**** EXTRACT TO READ
Thursday, April 30, 2020

Live Competitive Tennis Begins Friday on Tennis Channel; Collins on Her Long Road to Diagnosis; Austin Talks Tennis Parenting; NAIA All-Americans Announced

Tennis Channel will broadcast the first live tennis competition in nearly two months beginning tomorrow at 3 a.m. from Germany. Eight men, all Germans, are competing in the The Tennis Point Exhibition series, which is scheduled to take place over four days in the next three weeks. The format used in the round-robin is basically the same as the Milan ATP Next Gen tournament, with sets to four and no-ad scoring. Two of the eight participants are former collegians, with former USC All-American Yannick Hanfmann the highest ranked player at ATP 143. Former Tulane All-American Constantin Schmitz is also in the field as is current Mississippi State junior Florian Broska. There will be no fans, of course. For more, including the weekend matchups, see this article.
********
> _PROBLEM 1_
Transcribe the passage of the tennis news item starting with "Tennis Channel will" and going on through "see this article.".
> _PROBLEM 2_
Explain in one to three sentences what makes the upcoming broadcast stand out, according to the tennis news item.
> _PROBLEM 3_
Decide whether each statement agrees with the tennis news item, answering yes or no and quoting the deciding words: (a) Every competitor in the series is German. (b) Florian Broska is a former USC All-American. (c) The series is set for four days within the next three weeks.
**** DATA SHOWN
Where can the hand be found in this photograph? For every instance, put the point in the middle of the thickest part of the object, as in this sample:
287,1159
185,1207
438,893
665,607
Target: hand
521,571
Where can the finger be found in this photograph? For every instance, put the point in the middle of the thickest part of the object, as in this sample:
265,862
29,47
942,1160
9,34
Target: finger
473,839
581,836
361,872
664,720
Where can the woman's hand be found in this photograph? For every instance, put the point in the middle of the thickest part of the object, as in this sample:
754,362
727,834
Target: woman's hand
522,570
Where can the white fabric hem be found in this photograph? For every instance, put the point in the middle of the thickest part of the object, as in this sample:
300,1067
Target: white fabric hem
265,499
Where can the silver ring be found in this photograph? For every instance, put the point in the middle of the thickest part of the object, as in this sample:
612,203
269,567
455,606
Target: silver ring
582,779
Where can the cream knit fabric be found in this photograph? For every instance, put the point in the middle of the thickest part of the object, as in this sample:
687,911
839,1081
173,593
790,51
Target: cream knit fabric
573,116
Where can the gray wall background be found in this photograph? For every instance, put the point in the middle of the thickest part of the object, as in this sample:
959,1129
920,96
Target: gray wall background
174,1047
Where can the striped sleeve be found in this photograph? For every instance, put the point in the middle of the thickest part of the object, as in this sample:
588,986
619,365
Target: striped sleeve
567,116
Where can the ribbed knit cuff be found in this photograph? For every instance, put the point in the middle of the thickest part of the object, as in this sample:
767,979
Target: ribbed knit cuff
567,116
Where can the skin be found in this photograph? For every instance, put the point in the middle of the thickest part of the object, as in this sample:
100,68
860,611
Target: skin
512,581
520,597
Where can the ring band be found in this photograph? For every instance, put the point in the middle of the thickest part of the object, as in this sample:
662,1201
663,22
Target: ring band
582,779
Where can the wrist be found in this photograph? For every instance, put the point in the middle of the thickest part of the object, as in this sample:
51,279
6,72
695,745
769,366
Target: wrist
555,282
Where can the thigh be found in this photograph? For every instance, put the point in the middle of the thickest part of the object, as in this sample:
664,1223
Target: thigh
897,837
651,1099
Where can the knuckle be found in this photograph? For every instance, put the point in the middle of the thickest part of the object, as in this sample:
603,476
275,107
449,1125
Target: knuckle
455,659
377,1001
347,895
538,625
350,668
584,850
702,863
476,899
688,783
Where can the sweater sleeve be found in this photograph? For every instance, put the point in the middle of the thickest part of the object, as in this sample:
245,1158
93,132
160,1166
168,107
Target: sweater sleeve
********
> _WORKED SOLUTION 1_
Tennis Channel will broadcast the first live tennis competition in nearly two months beginning tomorrow at 3 a.m. from Germany. Eight men, all Germans, are competing in the The Tennis Point Exhibition series, which is scheduled to take place over four days in the next three weeks. The format used in the round-robin is basically the same as the Milan ATP Next Gen tournament, with sets to four and no-ad scoring. Two of the eight participants are former collegians, with former USC All-American Yannick Hanfmann the highest ranked player at ATP 143. Former Tulane All-American Constantin Schmitz is also in the field as is current Mississippi State junior Florian Broska. There will be no fans, of course. For more, including the weekend matchups, see this article.

> _WORKED SOLUTION 2_
The broadcast stands out because it will be the first live tennis competition in nearly two months. Tennis Channel will begin showing it tomorrow at 3 a.m. from Germany.

> _WORKED SOLUTION 3_
(a) Yes: "Eight men, all Germans, are competing"
(b) No: "current Mississippi State junior Florian Broska"
(c) Yes: "scheduled to take place over four days in the next three weeks"